DOCUMENT SEGMENT:
Third, the consensus indicates that H. pylori gastritis is an infectious disease regardless of symptoms and complications, and that all H. pylori-infected individuals should be offered eradication therapy, unless competing considerations (e.g., advanced age and clinical comorbidity) are present. In fact, when large numbers of individuals receive eradication, non-infected individuals will be protected and the spread of the disease will be slowed. In our community-based eradication program, when the infection rate declined from 60 to 10 percent, the re-infection rate diminished from 10 to three per 1,000 people.2 However, this statement should be interpreted cautiously as a recommendation for mass screening and eradication in any given population. Whether or not to institute a screening program is a complex decision that must consider issues such as disease burden, cost-benefit ratio, infrastructure for delivering screening tests and competition with other health-care priorities. The consensus also highlights that the maximum benefit of H. pylori eradication can be obtained when mucosal damage is still non-atrophic. In screening participants, H. pylori is present in some individuals for decades (mucosa may become atrophic) and curing H. pylori cannot completely eliminate gastric cancer risk in those patients. Although the extent and severity of baseline gastritis may provide a clue, atrophic mucosa may regenerate over time after eradication. Therefore, reliable methods are needed to determine which patients need long-term follow-ups. Serological tests based on pepsinogen I and II levels, which reflect loss of the gastric gland and the presence of hypoacidity, may be an option. In our experience, the positivity rate was only about 3 to 4 percent for such a population and among those who tested positive, atrophic gastritis was indeed prevalent and gastric cancer was found. Another promising approach is the measurement of epigenetic alterations in the mucosa; this approach has been found useful in predicting the risk of metachronous gastric cancer after endoscopic resection.3
In gastric cancer, the carcinogenic process starts with gastritis, progressing to precancerous lesions and then cancer, while the development of preventive methods follows the reverse sequence.

Data entries
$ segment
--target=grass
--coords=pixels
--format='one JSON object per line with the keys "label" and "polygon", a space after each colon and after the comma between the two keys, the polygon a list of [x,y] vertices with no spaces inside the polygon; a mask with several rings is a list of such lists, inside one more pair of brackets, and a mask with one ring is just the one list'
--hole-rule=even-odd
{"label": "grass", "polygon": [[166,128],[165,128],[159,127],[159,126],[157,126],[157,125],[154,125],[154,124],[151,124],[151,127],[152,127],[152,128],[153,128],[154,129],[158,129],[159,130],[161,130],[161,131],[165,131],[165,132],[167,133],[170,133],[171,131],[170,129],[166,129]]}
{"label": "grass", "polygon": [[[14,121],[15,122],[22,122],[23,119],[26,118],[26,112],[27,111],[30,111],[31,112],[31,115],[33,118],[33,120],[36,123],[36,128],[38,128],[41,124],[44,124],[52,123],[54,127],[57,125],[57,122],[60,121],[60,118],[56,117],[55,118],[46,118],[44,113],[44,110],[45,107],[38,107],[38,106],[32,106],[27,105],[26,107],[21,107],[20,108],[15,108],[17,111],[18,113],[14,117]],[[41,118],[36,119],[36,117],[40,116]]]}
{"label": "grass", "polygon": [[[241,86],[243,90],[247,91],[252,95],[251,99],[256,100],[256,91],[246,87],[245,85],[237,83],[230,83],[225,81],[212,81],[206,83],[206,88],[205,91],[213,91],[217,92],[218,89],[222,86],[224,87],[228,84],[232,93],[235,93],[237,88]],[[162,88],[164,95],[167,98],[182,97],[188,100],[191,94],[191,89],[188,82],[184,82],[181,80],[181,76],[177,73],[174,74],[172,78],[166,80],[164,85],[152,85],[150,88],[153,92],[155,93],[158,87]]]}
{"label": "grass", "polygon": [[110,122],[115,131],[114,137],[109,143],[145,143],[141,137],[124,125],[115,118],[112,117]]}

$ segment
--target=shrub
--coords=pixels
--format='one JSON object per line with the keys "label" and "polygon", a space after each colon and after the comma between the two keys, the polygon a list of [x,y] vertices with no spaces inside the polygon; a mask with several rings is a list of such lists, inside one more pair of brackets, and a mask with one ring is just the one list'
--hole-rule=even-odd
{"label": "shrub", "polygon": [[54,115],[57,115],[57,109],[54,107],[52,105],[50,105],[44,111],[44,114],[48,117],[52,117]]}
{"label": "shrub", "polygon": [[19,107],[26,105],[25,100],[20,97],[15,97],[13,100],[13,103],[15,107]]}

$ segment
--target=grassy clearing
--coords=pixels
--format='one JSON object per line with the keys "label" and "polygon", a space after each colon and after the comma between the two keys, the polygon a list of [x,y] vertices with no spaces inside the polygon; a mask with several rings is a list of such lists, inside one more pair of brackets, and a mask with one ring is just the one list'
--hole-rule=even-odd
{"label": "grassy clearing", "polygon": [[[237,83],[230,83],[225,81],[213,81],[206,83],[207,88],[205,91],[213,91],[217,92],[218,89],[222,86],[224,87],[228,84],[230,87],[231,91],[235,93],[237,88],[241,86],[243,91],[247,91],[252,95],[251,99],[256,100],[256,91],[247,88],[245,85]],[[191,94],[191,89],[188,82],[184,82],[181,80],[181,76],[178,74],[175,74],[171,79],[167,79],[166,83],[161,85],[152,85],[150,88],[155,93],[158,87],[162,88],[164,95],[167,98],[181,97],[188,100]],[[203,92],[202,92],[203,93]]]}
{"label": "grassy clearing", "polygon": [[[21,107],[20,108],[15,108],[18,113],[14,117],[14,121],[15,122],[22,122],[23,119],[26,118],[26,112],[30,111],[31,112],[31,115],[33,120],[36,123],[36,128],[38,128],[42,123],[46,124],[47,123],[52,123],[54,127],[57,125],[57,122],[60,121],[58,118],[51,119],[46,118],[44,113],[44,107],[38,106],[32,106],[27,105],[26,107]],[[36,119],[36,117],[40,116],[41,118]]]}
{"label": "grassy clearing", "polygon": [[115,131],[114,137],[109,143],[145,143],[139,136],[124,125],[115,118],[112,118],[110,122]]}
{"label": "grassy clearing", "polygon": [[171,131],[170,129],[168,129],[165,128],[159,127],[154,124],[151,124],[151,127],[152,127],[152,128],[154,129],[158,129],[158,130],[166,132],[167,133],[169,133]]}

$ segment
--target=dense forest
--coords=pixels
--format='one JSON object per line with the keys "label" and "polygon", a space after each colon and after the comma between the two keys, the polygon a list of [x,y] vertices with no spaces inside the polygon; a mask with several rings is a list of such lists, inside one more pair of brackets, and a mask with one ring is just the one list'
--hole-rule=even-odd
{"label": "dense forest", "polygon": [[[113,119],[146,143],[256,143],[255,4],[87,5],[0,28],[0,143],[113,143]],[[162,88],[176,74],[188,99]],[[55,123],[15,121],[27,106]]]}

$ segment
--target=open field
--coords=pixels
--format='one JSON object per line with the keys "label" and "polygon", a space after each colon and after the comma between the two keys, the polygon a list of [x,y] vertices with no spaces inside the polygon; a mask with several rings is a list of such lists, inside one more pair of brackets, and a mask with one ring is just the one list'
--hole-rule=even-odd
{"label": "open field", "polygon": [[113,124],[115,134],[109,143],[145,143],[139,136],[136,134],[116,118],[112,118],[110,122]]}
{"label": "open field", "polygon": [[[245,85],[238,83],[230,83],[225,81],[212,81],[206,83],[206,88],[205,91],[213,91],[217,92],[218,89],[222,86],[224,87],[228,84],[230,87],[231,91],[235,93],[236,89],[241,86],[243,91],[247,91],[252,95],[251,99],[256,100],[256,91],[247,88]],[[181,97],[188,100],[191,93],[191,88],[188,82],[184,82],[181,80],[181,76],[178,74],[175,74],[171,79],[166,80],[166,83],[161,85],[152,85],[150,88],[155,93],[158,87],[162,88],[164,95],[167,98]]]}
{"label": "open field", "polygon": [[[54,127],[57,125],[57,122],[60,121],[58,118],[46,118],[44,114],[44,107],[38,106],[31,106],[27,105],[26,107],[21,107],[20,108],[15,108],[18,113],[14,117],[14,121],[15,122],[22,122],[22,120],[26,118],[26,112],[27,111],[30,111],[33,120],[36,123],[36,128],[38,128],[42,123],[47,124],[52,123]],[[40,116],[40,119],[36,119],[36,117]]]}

WHAT YOU SHOULD DO: Continue the passage on H. pylori eradication and gastric cancer prevention from the point where it stops.

RESULT OF THE TASK:
The Kyoto Consensus on H. pylori gastritis is of particular importance to everyday gastroenterology practices in the Asia/Pacific region. It is a cornerstone in practice for the prevention of gastric cancer and provides important recommendations and guidance on our diagnosis and treatment of gastritis, and of the risk factors for H. pylori-associated gastric cancer.
Dr. Lee has no conflicts to disclose
1. Lee YC, Chiang TH, Liou JM, et al. Mass eradication of Helicobacter pylori to prevent gastric cancer: Theoretical and practical considerations. Gut Liver 2016;10:12-26.
2. Sugano K, Tack J, Kuipers EJ, et al faculty members of Kyoto Global Consensus Conference. Kyoto global consensus report on Helicobacter pylori gastritis. Gut 2015;64:1353-1367
3. Lee YC, Chen TH, Chiu HM, et al. The benefit of mass eradication of Helicobacter pylori infection: a communitybased study of gastric cancer prevention. Gut 2013;62:676- 682.